━━ TEXT FOR ANALYSIS
I jerked in shock. What the what?? It was really happening.

Once tests came back, the doctor came in and broke my water. Minutes later, any hopes of a calm and collected birth story went out the window.

At first I requested an epidural. Then I requested a c-section. When my husband and the nurse assured me that neither would be possible, I said I wanted to die.

I’m not sure if one can go through the transition phase so late in labor but I swear seconds after I said I wanted to die, I decided I had to push. The doctor was called in and she walked away when there were no signs of a baby. I still wanted to push, so I did. Two pushes later, the nurse dramatically yelled for the doctors. This time, the doctor was sorry she hadn’t stuck around. Let’s just say she didn’t have the appropriate attire to be catching a baby. I asked her to send me her dry cleaning bill. (TMI? Sorry. Birth is messy.)

It was scary for a moment when I was asked to stop pushing. Siena had the cord wrapped around her neck so tightly that the doctor had to cut it before the rest of her body could come out. Soon, though, I had a full bodied baby in my arms. Her face was blue and she didn’t cry. In my head I knew something was missing but I suppose the shock of giving birth didn’t let my thought process figure out what it was. The pediatrics team took her away and Phil said they did all the regular stuff and pumped some air into her. She quickly started breathing and turned a healthy shade of pink.

Siena Grace was handed over to me for good and I cried. I don’t know what I was thinking about. It was one of those moments when you think about everything and nothing and just bask in the amazingness. She looked like Jacob, that I noticed. Maybe I was thinking about all the joy that he brings into my life and knowing that she would be adding that much more happiness to our days was simply overwhelming.

I hold her now and I can't believe that she's here. I can't believe she was inside of me of nine months. I can't believe we grew a baby from scratch.

If she's not a miracle, I don't know what is.

I loved Siena instantly as much as I love Jacob. I wondered before if that was even possible and now I wonder how I could have ever doubted it. She's amazing. My kids are amazing. God is good.


Jillian said...

Congratulations! She's so precious. I'm so happy for you and your family.

Unknown said...

Awesome post Esther. It brought back precious memories for me. My youngest was born 16 years ago. :0)

Happy Thanksgiving to you and yours!

God bless and keep you,

Dara @ Not In Jersey said...

a great story! you had the kind of birth I wish I had. congrats again!
━━━━
━━ SUPPLIED RECORDS
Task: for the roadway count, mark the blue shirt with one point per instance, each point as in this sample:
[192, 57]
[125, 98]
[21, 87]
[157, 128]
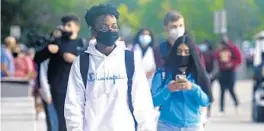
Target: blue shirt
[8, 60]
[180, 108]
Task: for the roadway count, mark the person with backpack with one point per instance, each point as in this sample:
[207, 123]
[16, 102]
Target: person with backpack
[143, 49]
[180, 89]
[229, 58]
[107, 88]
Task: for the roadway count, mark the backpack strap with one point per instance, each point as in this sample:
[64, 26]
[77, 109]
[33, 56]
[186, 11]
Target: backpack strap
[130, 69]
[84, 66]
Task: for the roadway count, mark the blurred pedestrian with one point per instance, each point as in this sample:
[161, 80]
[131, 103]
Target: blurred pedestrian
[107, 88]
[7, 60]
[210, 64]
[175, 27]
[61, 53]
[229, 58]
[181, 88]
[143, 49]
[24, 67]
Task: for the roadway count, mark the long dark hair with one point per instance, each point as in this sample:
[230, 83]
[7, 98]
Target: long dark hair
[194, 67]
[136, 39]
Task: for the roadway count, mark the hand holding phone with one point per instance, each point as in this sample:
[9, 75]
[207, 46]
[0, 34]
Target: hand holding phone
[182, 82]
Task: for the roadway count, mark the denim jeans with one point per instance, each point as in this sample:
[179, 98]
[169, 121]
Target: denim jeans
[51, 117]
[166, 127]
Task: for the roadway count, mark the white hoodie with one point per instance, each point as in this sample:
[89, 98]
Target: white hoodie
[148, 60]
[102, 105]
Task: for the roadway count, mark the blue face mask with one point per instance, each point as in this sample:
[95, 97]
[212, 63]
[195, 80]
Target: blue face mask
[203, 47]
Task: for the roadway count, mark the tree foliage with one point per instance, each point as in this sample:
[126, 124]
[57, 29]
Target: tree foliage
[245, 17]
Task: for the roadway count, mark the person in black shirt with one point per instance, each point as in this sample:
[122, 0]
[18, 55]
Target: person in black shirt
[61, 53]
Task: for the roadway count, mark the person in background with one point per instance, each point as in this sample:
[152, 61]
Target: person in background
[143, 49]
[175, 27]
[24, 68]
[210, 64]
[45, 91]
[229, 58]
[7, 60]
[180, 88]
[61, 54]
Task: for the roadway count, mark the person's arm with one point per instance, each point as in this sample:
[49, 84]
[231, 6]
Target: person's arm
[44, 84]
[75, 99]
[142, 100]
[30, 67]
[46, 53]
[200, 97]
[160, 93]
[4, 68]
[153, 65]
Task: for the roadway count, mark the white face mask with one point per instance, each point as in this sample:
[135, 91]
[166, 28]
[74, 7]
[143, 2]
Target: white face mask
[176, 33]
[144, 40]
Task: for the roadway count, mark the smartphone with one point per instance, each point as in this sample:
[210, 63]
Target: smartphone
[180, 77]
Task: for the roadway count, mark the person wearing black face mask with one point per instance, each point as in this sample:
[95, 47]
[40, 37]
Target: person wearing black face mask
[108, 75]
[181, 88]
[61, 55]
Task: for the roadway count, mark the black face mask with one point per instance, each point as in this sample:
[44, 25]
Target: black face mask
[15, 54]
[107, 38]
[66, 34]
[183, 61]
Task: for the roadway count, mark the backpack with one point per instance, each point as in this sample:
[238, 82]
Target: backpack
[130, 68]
━━━━
WHAT TO DO:
(1) Reproduce the birth story word for word, starting with "Unknown said..." and going on through "In Jersey said...".
(2) Resume the birth story, writing on from its last line.

WRITTEN RESPONSES:
(1)
Unknown said...

Awesome post Esther. It brought back precious memories for me. My youngest was born 16 years ago. :0)

Happy Thanksgiving to you and yours!

God bless and keep you,

Dara @ Not In Jersey said...

(2)
Stone Cottage Adventures said...

What a lovely post! God is good! -Marci @ Stone Cottage Adventures

Unknown said...

So beautiful! I'm all teary!
She is absolutely adorable!

Southern Wifey said...

beautiful birth story. thanks for sharing. i still havent sat down to write my sons birth story and hes almost 6 months old lol.
the sweet life of a southern wife

thetwistedruffle said...

that was beautifully written! she is such the prettiest baby! enjoy the new baby smell. get some sleep!!

Jess said...

How wonderful!! :D

I admit that I giggled a little at the part where you wanted an epidural, then a c-section, then to die. I would never be woman enough to have a natural labor by choice so kudos to you!

She's beautimus :)

ladybug said...

such a wonderful birth story. It reminds me of Charlotte's labor in many ways. I think I do the same thing- go through "transition" at 9 cm. Its a blessing but a pain at the same time. And the nurses thinking you were being induced- yep, me too. You are amazing and Siena is amazing and I can't wait to hold her and kiss her. God bless!

Jelli said...

What a lovely story! You were right, there were some mighty cute photos to be seen. Way to go for opting for natural birth. Having been there and done that, I know it's no walk in the park. Congratulations. I hope your home and power are all fixed up by now.

Kirsten Oliphant said...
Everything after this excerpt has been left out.